Exercise set —
**1.** Return the part of the amphidinolide B₁ article from "NIHMSID: NIHMS50133" up to and including "Corresponding author.", copied word for word.
**2.** In two sentences, summarize the amphidinolide B₁ article.

Text provided —
┏━━

Synthetic Studies toward Amphidinolide B1: Synthesis of the C9–C26 Fragment

doi:10.1021/ol051544e

Journal List > NIHPA Author Manuscripts

Org Lett. Author manuscript; available in PMC 2008 June 6.

Published in final edited form as:

Org Lett. 2005 September 15; 7(19): 4209–4212.

doi: 10.1021/ol051544e.

PMCID: PMC2414262

NIHMSID: NIHMS50133

Synthetic Studies toward Amphidinolide B₁: Synthesis of the C₉–C₂₆ Fragment

Wei Zhang and Rich G. Carter

Department of Chemistry, 153 Gilbert Hall, Oregon State University, Corvallis, Oregon 97331

Corresponding author.

; Email: rich.carter/at/oregonstate.edu

The publisher's final edited version of this article is available at Org Lett.

See other articles in PMC that cite the published article.

Abstract

The synthesis of the C₉–C₂₆ portion of amphidinolide B₁ is described. A Fleming allylation followed by elimination was employed for the construction of the C₁₃–C₁₅ diene portion. Sharpless asymmetric dihydroxylation was utilized for regioselective functionalization of a styrene-derived alkene, in the presence of the C₁₃–C₁₅ diene functionality. A highly diastereoselective aldol reaction was developed to establish the C₁₈ stereochemistry.

┗━━

Material supplied —
┏━━

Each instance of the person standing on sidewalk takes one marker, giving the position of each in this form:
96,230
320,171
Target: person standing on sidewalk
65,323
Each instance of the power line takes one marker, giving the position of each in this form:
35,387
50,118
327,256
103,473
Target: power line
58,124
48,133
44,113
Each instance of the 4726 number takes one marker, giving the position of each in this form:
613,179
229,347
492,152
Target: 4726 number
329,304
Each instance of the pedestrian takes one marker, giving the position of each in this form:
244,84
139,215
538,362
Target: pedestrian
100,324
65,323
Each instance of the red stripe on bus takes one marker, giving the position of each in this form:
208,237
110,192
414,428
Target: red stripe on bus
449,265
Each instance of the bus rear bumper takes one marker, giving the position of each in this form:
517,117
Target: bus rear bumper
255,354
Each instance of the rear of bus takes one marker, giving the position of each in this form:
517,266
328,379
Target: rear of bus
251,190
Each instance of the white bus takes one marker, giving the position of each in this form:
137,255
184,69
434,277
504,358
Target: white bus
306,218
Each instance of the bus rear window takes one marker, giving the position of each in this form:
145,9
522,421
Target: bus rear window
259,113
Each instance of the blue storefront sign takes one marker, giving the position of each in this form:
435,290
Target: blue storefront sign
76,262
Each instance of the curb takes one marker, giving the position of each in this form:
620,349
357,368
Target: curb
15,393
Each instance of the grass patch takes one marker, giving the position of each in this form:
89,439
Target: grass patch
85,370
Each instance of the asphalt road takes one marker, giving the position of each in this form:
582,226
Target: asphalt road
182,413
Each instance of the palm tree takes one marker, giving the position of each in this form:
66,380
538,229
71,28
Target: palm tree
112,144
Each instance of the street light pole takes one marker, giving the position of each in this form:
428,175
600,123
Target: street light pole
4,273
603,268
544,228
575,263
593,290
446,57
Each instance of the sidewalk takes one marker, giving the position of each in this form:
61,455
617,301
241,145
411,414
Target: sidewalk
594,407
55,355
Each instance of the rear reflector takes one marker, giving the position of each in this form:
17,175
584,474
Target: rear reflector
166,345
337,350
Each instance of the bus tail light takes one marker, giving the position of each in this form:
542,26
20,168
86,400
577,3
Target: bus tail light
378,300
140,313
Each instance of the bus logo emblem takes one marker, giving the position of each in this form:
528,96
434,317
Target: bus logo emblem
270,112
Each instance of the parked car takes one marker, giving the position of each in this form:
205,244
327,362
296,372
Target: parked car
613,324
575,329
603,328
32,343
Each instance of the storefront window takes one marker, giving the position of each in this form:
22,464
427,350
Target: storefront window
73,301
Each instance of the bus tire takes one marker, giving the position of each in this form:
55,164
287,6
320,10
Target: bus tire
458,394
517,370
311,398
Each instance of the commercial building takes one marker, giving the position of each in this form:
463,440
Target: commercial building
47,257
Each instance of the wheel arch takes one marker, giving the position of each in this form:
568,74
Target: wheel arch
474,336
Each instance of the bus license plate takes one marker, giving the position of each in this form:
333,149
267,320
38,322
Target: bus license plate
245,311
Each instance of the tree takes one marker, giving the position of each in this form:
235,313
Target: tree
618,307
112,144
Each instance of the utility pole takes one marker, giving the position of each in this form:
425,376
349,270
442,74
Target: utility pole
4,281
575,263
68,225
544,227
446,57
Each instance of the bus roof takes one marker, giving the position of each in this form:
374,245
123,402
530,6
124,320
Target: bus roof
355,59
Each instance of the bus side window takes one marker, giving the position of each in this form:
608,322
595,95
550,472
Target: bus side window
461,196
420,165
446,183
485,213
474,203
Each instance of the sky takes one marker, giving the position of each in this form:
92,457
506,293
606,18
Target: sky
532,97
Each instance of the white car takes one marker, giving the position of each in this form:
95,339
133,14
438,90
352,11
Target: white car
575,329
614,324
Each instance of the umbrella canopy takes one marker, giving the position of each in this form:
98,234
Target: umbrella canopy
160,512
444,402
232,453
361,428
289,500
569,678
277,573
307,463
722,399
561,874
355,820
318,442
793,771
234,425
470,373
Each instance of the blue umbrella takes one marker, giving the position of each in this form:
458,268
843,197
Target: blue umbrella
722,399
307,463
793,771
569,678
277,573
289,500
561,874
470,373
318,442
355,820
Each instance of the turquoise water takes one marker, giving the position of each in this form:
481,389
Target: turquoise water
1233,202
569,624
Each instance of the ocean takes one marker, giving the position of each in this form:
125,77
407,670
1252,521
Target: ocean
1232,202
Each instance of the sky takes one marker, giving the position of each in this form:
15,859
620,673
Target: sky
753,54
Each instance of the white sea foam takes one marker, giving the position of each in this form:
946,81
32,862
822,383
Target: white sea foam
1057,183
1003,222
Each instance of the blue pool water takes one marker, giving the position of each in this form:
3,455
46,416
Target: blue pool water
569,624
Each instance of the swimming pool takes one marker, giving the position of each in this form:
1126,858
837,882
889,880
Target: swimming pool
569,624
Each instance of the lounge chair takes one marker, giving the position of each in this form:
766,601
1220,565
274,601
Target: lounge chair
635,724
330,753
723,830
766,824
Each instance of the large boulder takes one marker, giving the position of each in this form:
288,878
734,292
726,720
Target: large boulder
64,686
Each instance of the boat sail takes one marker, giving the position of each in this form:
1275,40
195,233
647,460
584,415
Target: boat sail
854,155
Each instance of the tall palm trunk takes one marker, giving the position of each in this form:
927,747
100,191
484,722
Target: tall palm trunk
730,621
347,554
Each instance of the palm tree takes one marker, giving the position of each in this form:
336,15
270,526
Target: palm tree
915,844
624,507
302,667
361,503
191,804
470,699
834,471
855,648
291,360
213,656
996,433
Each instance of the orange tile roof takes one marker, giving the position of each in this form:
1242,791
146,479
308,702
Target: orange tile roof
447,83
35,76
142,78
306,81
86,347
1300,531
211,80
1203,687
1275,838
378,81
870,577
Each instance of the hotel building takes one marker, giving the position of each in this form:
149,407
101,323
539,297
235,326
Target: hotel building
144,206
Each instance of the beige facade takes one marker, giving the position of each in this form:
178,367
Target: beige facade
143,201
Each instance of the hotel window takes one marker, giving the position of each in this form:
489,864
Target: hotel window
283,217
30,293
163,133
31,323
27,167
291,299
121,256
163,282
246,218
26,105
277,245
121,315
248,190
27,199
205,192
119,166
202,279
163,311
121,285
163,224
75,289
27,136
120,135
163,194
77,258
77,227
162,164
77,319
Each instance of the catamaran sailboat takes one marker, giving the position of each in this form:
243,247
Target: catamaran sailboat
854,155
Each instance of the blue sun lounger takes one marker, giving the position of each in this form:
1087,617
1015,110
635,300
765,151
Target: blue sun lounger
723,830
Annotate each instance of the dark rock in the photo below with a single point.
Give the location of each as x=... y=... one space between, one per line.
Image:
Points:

┗━━

Solved problems —
**1.**
NIHMSID: NIHMS50133

Synthetic Studies toward Amphidinolide B₁: Synthesis of the C₉–C₂₆ Fragment

Wei Zhang and Rich G. Carter

Department of Chemistry, 153 Gilbert Hall, Oregon State University, Corvallis, Oregon 97331

Corresponding author.

**2.** The article describes the synthesis of the C₉–C₂₆ portion of amphidinolide B₁, in which a Fleming allylation followed by elimination built the C₁₃–C₁₅ diene. Sharpless asymmetric dihydroxylation regioselectively functionalized a styrene-derived alkene in the presence of that diene, and a highly diastereoselective aldol reaction established the C₁₈ stereochemistry.